***** DATA SHOWN *****

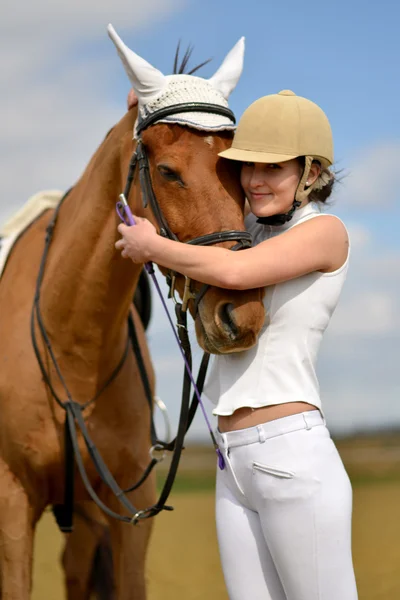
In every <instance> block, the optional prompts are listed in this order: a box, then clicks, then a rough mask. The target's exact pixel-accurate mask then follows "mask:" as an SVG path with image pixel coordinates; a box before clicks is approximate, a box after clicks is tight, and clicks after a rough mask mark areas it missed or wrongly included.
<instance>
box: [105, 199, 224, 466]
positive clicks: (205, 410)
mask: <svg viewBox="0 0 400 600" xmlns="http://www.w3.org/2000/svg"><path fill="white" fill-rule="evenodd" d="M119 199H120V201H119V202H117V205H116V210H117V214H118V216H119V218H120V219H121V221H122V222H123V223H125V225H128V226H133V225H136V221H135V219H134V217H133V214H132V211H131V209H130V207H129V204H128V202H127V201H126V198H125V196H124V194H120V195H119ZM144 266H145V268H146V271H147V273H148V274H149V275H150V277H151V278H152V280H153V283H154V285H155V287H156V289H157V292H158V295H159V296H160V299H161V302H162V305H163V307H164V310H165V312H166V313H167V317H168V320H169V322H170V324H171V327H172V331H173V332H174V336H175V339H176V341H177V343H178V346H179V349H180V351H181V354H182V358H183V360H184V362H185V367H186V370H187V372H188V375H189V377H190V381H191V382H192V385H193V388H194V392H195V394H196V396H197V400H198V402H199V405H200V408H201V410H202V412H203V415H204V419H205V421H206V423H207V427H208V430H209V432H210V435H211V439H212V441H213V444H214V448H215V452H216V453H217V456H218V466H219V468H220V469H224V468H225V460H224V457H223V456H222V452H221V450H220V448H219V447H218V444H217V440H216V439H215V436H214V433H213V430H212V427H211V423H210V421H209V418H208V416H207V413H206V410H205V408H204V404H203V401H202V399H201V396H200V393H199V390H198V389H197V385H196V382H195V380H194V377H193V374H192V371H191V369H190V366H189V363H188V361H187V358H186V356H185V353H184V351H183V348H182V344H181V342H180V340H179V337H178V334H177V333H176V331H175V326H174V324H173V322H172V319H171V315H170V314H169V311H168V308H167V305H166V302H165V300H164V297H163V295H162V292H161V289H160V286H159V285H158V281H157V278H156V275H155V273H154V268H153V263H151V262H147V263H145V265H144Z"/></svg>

*****

== WHAT TO PRODUCE ==
Quote every record above exactly, leaving out the pictures.

== OUTPUT BELOW ==
In every <instance> block, the optional prompts are listed in this order: a box, then clicks, then a rough mask. The target's exact pixel-accurate mask then follows "mask:" as an SVG path with image pixel coordinates; a box before clicks is approximate, a box after clicks is tight, and clicks after a rough mask mark areas it missed or wrongly included.
<instance>
box: [105, 199, 224, 466]
positive clicks: (205, 410)
mask: <svg viewBox="0 0 400 600" xmlns="http://www.w3.org/2000/svg"><path fill="white" fill-rule="evenodd" d="M119 199H120V201H119V202H117V205H116V210H117V214H118V216H119V218H120V219H121V221H122V222H123V223H125V225H128V226H133V225H136V221H135V219H134V217H133V214H132V211H131V209H130V207H129V204H128V202H127V201H126V198H125V196H124V194H120V195H119ZM144 266H145V268H146V271H147V273H148V274H149V275H150V277H151V278H152V280H153V283H154V285H155V287H156V289H157V292H158V295H159V296H160V299H161V302H162V305H163V307H164V310H165V312H166V313H167V317H168V320H169V322H170V324H171V327H172V331H173V332H174V336H175V339H176V341H177V343H178V346H179V349H180V351H181V354H182V358H183V360H184V362H185V367H186V370H187V372H188V375H189V377H190V381H191V382H192V385H193V388H194V392H195V394H196V396H197V400H198V402H199V405H200V408H201V410H202V412H203V415H204V419H205V421H206V423H207V427H208V430H209V432H210V435H211V439H212V441H213V444H214V448H215V452H216V453H217V456H218V466H219V468H220V469H224V468H225V460H224V457H223V456H222V452H221V450H220V448H219V447H218V444H217V440H216V439H215V436H214V433H213V430H212V427H211V423H210V421H209V418H208V416H207V413H206V410H205V408H204V404H203V401H202V399H201V396H200V393H199V390H198V389H197V385H196V382H195V380H194V377H193V374H192V371H191V369H190V366H189V363H188V361H187V358H186V356H185V353H184V351H183V348H182V344H181V342H180V340H179V337H178V334H177V333H176V331H175V326H174V324H173V322H172V319H171V315H170V314H169V311H168V308H167V305H166V302H165V300H164V297H163V295H162V292H161V289H160V286H159V285H158V281H157V278H156V275H155V273H154V268H153V263H151V262H147V263H145V265H144Z"/></svg>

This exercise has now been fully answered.